((

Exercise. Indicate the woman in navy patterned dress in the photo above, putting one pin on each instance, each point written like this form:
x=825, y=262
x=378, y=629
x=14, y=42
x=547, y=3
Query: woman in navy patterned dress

))

**Goal:**
Copy every one of the items above line for line, with no changes at all.

**Task solution:**
Exercise. Indicate the woman in navy patterned dress in the photo above, putting one pin on each instance, each point written like this form:
x=825, y=262
x=378, y=629
x=14, y=42
x=547, y=3
Query: woman in navy patterned dress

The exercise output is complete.